Historic district in Massachusetts, United States

The Woburn Street Historic District of Reading, Massachusetts encompasses a two-block section of late 19th century upper-class housing. The 10 acre extends along Woburn Street from Summer Street to Temple Street, and includes sixteen houses on well-proportioned lots along an attractive tree-lined section of the street. The historic district was listed on the National Register of Historic Places in 1985.

Woburn Street is one of the oldest streets in Reading, with portions appearing on a map in 1765. The area remained rural until the late 19th century, when railroad-influenced suburban development resulted in the extension and development of the road. Four houses were built prior to this time: the c. 1795 house at 201 Woburn Street, a predominantly Federal-style house that was later modified with a Colonial Revival portico, is the oldest house in the district. Other houses from earlier in the 19th century are two Greek Revival and one Italianate style house, which was moved c. 1908 to the area to serve as the rectory for the Saint Agnes Church.

■ Tasks
a) According to the Woburn Street district text, in what year was the district listed on the National Register of Historic Places?
b) List every architectural style named in the Woburn Street district text.
c) Pick up the Woburn Street district text after its last sentence and continue it.

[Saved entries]

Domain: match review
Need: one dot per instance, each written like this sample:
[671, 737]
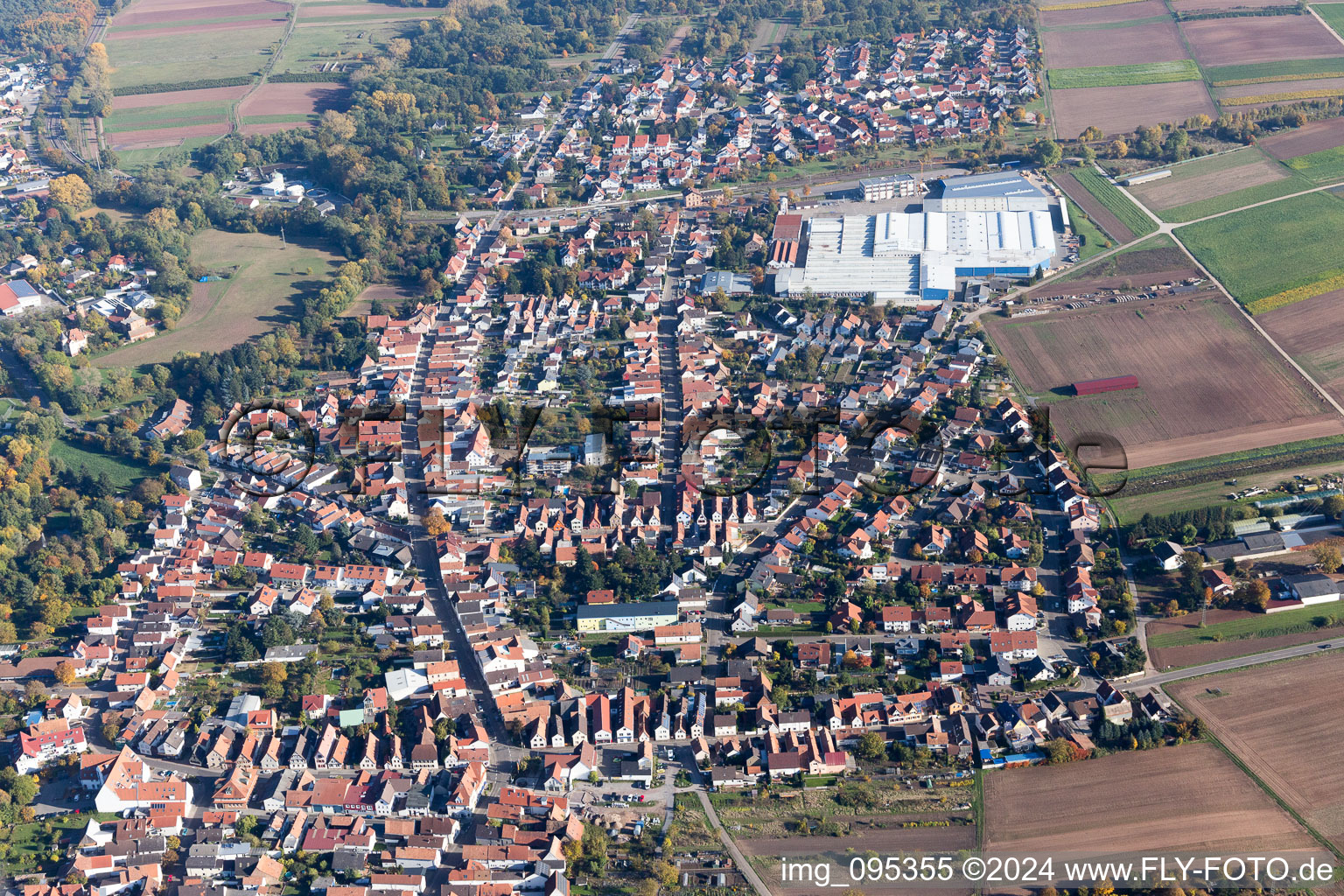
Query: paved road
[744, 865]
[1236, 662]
--
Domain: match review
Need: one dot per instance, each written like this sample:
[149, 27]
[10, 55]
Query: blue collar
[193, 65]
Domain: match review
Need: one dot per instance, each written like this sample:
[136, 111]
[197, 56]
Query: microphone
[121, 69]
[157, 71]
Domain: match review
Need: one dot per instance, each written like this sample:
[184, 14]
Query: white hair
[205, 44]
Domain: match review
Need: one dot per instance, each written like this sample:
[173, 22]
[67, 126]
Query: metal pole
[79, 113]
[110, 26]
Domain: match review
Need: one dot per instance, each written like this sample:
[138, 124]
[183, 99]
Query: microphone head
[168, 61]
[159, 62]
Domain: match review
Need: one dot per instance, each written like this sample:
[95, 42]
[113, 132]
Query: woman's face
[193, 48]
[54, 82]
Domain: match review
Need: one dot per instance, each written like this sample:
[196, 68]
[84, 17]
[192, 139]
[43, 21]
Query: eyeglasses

■ Answers for the tasks
a) 1985

b) Federal, Colonial Revival, Greek Revival, Italianate

c)
A number of prominent individuals lived in the district. 206 Woburn Street, a Shingle style building, was the home of architect Horace G. Wadlin. Railroad owner Edward Appleton lived at 201 Woburn Street, as did shoemaker Daniel Pratt and architect Willard P. Adden. The house at 216 Woburn Street was owned by local hardware store owner Richard W. Francis. A founder and director of the First National Bank in Reading lived at 177 Woburn Street.

Most of the houses in the district are either Colonial Revival or Queen Anne in styling; even one of the early Greek Revival houses was refashioned in Queen Anne style. Houses at 183 Woburn Street and 228 Woburn Street are good examples of Colonial Revival style. There is one Craftsman-style house, at 207 Woburn Street.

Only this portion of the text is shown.